#### Ações a realizar
• 1. Transcreva literalmente a parte do texto sobre a condenação de Jesus Cristo que vai de "Segundo os Evangelhos, a" até "ao nosso jornal.", inclusive.
• 2. Por favor, dê continuidade ao texto sobre a condenação de Jesus Cristo a partir do ponto em que ele termina.

#### Trecho citado
Thursday, March 20

Que razões condenaram Jesus Cristo à morte?

Segundo os Evangelhos, a hostilidade dos romanos em relação a Jesus Cristo, conduzindo à sua condenação à morte, pode ter residido em várias razões, ligadas ao perigo de subversão social e política. Jesus ousou dizer, designadamente, "Foi-vos dito... mas Eu digo-vos", considerou caduca a interpretação legalista da regra do puro e do impuro, disse que destruiria o Templo para reconstruí-lo de novo. Num momento em que o cardeal-patriarca de Lisboa, D. José Policarpo, interroga a crença dos cristãos em Jesus Cristo, recentrando o discurso da Igreja, o SEMANÁRIO tenta saber quais as razões que estiveram na origem da crucifixação de Jesus Cristo, 1975 anos depois de ter acontecido. Bento Domingues, Carlos Azevedo, Carreira das Neves, Feytor Pinto, Januário Torgal Ferreira, Manuel Clemente e Peter Stilwell deram as suas opiniões ao nosso jornal.

Manuel Clemente
Jesus Cristo respeita a autoridade política e até a fundamenta, no diálogo com Pilatos, governador romano da Judeia: 'Nenhum poder terias sobre mim, se não te fosse dado do alto.' Mas esta mesma fundamentação, indicando que a autoridade política é de algum modo querida por Deus, para garantir a sociabilidade humana, dá-lhe também um enquadramento que a relativiza e responsabiliza. Quando a autoridade política esquece a sua finalidade social positiva e se arvora num absoluto - como o Império Romano daquele tempo e os seus sucedâneos futuros - perde legitimidade e razão de ser.

#### Dados armazenados

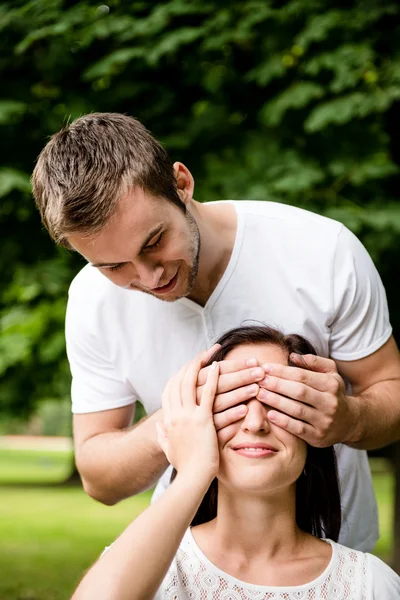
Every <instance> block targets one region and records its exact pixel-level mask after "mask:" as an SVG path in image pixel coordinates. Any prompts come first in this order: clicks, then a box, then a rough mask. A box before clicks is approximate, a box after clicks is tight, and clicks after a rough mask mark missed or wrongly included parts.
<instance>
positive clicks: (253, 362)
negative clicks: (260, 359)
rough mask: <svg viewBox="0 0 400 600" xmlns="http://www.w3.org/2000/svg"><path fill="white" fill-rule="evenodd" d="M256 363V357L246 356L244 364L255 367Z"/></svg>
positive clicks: (257, 362) (252, 366)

#### Respostas do exercício
• 1.
Segundo os Evangelhos, a hostilidade dos romanos em relação a Jesus Cristo, conduzindo à sua condenação à morte, pode ter residido em várias razões, ligadas ao perigo de subversão social e política. Jesus ousou dizer, designadamente, "Foi-vos dito... mas Eu digo-vos", considerou caduca a interpretação legalista da regra do puro e do impuro, disse que destruiria o Templo para reconstruí-lo de novo. Num momento em que o cardeal-patriarca de Lisboa, D. José Policarpo, interroga a crença dos cristãos em Jesus Cristo, recentrando o discurso da Igreja, o SEMANÁRIO tenta saber quais as razões que estiveram na origem da crucifixação de Jesus Cristo, 1975 anos depois de ter acontecido. Bento Domingues, Carlos Azevedo, Carreira das Neves, Feytor Pinto, Januário Torgal Ferreira, Manuel Clemente e Peter Stilwell deram as suas opiniões ao nosso jornal.

• 2.
Carreira das Neves
Pelos documentos que possuímos, mormente os evangelhos, não é claro que os romanos fossem hostis à pessoa de Jesus. Ele nunca dirigiu palavras contra Roma, o imperador ou a política romana Quem pronuncia: "Dai a César o que é de César e a Deus o que é de Deus", respeita as instituições políticas. É certo que a política romana mandou executar alguns "falsos profetas", mas trata-se de judeus que proferiam invectivas certeiras e directas contra Roma. Flávio Josefo fala deles e também os Actos dos Apóstolos (5, 36ss). A hostilidade de Pilatos só aparece nos últimos dias de Jesus em Jerusalém, antes da crucificação, pelas implicações político-religiosas do Sinédrio Judaico durante as horas do julgamento de Jesus, muito manipulado por forças religiosas judaicas. Pilatos nada sabia da pregação galilaica de Jesus sobre o Reino de Deus. Mas a palavra Reino prestava-se, realmente, a muitas leituras e semânticas. Defender a "paz romana", na turbulência política da Palestina, naquele tempo, era o papel principal de Pilatos. E Pilatos só descobriu este assunto no acto do julgamento. E se Pilatos, finalmente, condena Jesus, foi por esta razão; tinha que ser política e não religiosa. Pilatos não tinha medo de Jesus, mas do Sinédrio, que viu em Jesus um blasfemo, e que, segundo as leis judaicas, devia morrer. As razões apresentadas pelos judeus contra Jesus como inimigo de César, não correspondem à pregação de Jesus, mas o sintagma "Reino de Deus", no contexto apocalíptico e histórico de então, foi muito bem aproveitado pelos inimigos de Jesus para o voltar contra Roma e César.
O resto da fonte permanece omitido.